What is needed is a faithful copy of all the records.

━━━━━ GIVEN RECORDS ━━━━━

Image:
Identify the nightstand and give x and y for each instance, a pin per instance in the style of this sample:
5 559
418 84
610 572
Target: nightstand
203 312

━━━━━

> [SOLUTION TO THE EXERCISE]:
Image:
Identify the nightstand and give x and y for each instance, a pin per instance in the style of this sample:
5 559
418 84
610 572
Target: nightstand
203 312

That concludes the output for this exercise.